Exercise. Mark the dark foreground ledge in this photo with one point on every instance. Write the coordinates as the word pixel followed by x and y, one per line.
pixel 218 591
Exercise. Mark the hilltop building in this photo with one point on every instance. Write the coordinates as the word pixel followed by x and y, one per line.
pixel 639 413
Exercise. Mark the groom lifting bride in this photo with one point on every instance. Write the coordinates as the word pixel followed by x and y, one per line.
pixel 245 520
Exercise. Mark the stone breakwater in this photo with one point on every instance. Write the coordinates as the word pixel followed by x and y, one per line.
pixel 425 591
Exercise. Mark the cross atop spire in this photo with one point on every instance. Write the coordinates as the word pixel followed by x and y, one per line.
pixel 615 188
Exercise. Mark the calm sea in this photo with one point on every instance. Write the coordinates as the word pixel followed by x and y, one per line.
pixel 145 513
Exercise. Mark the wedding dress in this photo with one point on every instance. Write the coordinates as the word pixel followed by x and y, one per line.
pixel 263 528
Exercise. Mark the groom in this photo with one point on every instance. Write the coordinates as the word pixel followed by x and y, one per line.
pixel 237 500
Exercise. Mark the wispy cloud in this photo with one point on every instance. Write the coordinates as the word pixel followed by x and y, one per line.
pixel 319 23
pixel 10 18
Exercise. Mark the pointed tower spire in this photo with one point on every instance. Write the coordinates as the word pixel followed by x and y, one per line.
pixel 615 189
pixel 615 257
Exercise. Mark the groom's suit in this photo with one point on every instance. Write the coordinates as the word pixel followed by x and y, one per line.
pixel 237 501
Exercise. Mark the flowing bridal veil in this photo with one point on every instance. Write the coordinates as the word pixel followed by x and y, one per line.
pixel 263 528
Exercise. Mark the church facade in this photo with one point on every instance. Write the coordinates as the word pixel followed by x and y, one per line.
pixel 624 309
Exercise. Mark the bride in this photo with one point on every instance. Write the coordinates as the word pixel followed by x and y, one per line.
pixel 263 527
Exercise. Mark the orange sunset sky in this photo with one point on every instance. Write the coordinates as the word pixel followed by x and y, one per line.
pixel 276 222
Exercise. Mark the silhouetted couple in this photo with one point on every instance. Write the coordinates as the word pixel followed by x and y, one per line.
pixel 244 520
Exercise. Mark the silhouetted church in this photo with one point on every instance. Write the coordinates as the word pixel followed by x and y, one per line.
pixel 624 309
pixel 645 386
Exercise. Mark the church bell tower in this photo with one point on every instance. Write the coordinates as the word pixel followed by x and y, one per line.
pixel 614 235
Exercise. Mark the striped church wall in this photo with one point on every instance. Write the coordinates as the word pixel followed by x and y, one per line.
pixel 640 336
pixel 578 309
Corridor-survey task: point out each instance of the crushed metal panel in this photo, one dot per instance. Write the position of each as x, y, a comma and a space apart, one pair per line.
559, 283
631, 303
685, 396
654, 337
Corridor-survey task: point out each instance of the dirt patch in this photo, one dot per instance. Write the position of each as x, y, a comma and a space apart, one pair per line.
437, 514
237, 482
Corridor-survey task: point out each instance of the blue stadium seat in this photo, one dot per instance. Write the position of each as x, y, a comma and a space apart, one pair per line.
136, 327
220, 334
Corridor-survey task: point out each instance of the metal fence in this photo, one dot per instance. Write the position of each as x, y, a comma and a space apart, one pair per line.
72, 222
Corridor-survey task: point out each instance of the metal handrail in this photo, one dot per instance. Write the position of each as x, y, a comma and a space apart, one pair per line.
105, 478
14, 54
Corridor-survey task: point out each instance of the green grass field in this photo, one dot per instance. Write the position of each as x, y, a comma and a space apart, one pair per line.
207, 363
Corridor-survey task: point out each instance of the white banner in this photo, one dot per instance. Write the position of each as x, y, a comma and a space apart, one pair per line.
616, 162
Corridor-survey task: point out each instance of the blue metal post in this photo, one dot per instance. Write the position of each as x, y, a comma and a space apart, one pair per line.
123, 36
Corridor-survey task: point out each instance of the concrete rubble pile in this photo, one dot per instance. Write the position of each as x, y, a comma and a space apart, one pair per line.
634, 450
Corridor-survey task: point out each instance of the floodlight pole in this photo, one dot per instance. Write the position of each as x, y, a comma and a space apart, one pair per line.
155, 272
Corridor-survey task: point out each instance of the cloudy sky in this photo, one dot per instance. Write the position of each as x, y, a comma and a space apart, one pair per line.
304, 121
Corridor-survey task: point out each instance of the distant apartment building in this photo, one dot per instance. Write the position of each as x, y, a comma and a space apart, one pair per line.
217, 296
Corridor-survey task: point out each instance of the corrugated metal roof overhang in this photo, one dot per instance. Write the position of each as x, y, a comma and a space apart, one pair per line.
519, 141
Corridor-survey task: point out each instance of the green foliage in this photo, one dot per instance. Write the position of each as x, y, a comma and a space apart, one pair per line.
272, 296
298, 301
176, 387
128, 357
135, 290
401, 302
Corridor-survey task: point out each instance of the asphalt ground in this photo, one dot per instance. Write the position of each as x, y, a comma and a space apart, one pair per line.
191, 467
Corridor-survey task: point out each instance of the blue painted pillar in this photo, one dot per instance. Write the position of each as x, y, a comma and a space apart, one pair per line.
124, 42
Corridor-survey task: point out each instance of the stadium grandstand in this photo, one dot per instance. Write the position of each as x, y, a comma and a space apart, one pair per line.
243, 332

━━━━━━━━━━━━━━━━━━━━

Once the records have been read, print them all again exactly.

Exercise. Mark the dark foreground ledge in this photo with one point on every instance. Write the coordinates as the word pixel followed by x and y, one per line.
pixel 218 591
Exercise. Mark the hilltop building in this photo with one point on every instance. Write the coordinates as the word pixel followed by x and y, one per line.
pixel 639 413
Exercise. Mark the groom lifting bride in this photo with one point on every instance. Write the coordinates as the word pixel followed by x and y, one per line.
pixel 245 520
Exercise. Mark the stone breakwater in this photo with one point on every instance. Write the coordinates as the word pixel followed by x and y, one per line.
pixel 425 591
Exercise. Mark the cross atop spire in this photo with one point on every instance. Write the coordinates as the word pixel followed by x and y, one per line.
pixel 615 188
Exercise. Mark the calm sea in this photo with one point on every instance. Write the coordinates as the word pixel followed by x and y, one per line.
pixel 145 513
Exercise. Mark the wedding dress in this photo with one point on every instance. Write the coordinates as the word pixel followed by x and y, one per line.
pixel 263 528
Exercise. Mark the groom in this photo with one point on every instance. Write the coordinates as the word pixel followed by x and y, one per line.
pixel 237 500
Exercise. Mark the wispy cloud in this photo with one point on every instance. Write the coordinates as the word pixel followed by x and y, one per line.
pixel 319 23
pixel 10 18
Exercise. Mark the pointed tower spire in this photo with one point on every instance. Write the coordinates as the word pixel followed by x and y, one per line.
pixel 615 189
pixel 615 257
Exercise. Mark the groom's suit in this photo with one point on every instance. Write the coordinates as the word pixel followed by x and y, one per line.
pixel 237 501
Exercise. Mark the flowing bridal veil in this photo with one point on every instance. Write the coordinates as the word pixel followed by x and y, one per line.
pixel 263 528
Exercise. Mark the church facade in this photo with one point on every instance. Write the coordinates as the word pixel followed by x and y, one per line.
pixel 624 309
Exercise. Mark the bride in this photo with one point on every instance. Write the coordinates as the word pixel followed by x and y, one per line.
pixel 263 527
Exercise. Mark the orange sunset sky in this photo with one point on every instance. Write the coordinates as the word pixel followed by x and y, one per line.
pixel 276 222
Exercise. Mark the silhouetted couple in this photo with one point on every instance. Write the coordinates as the word pixel followed by x and y, one per line.
pixel 244 520
Exercise. Mark the silhouetted church in this photo with one point on every instance. Write the coordinates as the word pixel followed by x and y, one per line.
pixel 624 309
pixel 645 386
Exercise. Mark the church bell tower in this photo with one point on every instance. Write the coordinates as the word pixel followed by x and y, one per line.
pixel 614 235
Exercise. Mark the striped church wall in this photo with one point on every instance. Write the coordinates as the word pixel followed by x and y, one per line.
pixel 640 336
pixel 578 309
Corridor-survey task: point out each instance of the crushed metal panel in this photo, one dot per instance. Write the position of each as x, y, a comma and a space apart, one pair per line.
559, 283
631, 303
685, 396
654, 337
Corridor-survey task: point out each instance of the dirt patch in this photo, one dot per instance. Write the position of each as x, y, a comma and a space apart, one pair per line.
437, 514
237, 482
Corridor-survey task: point out each instance of the blue stadium seat in this photo, one dot per instance. Write the position of each as x, y, a comma and a space apart, one pair per line.
136, 327
220, 334
Corridor-survey task: point out each instance of the metal fence in this photo, one dot per instance. Write the position of each as x, y, a comma and a space apart, one pair per line.
72, 222
Corridor-survey task: point out each instance of the metal handrail in this photo, one dot per instance. Write the position of each as x, y, a comma and a space apart, one pair per line.
105, 478
14, 54
Corridor-survey task: point out each instance of the green grass field in this photo, one dot per instance. Write the position of each as x, y, a comma and a space apart, one pair per line.
207, 363
Corridor-survey task: point out each instance of the white banner in this photo, one dot per instance. Write the position of each as x, y, a comma and a space apart, one pair per line.
616, 162
Corridor-survey task: point out each instance of the blue metal post in this photo, one dot per instance. Write the position of each as x, y, a comma and a space apart, one pair per line.
123, 36
Corridor-survey task: point out each instance of the concrete rubble pile in this photo, one dot per instance. Write the position of each as x, y, a comma and a space apart, one pair per line.
634, 450
Corridor-survey task: point out each instance of the floodlight pole in this photo, one dot per instance. Write the position of each as x, y, a comma and a space apart, one pair per line.
155, 272
Corridor-survey task: point out each instance of the cloudy sky in this photo, one dot per instance. Write the position of each as x, y, a comma and a space apart, one pair per line.
304, 121
Corridor-survey task: point out each instance of the distant apartment building in this photo, one dot per instance. Write the position of each as x, y, a comma and a space apart, one pair per line.
217, 296
Corridor-survey task: point out each instance of the corrugated metal roof overhang in this photo, one dot per instance. Write the position of each as x, y, a comma and a space apart, one pair per line.
519, 141
Corridor-survey task: point out each instance of the green foliage in this photo, one dot per instance. Write the position of each as x, y, a comma and a space apart, one pair per line.
272, 296
298, 301
176, 387
128, 357
135, 290
401, 302
Corridor-survey task: point out each instance of the asphalt ground in this photo, one dot per instance. Write the position of each as x, y, a comma and a space apart, one pair per line.
191, 467
Corridor-survey task: point out each instance of the blue painted pillar in this photo, one dot per instance. Write the position of each as x, y, a comma and a space apart, one pair per line.
124, 42
Corridor-survey task: point out each instance of the stadium grandstand in this photo, one dot per instance. Write the position of each as x, y, a comma and a space apart, one pair per line.
243, 332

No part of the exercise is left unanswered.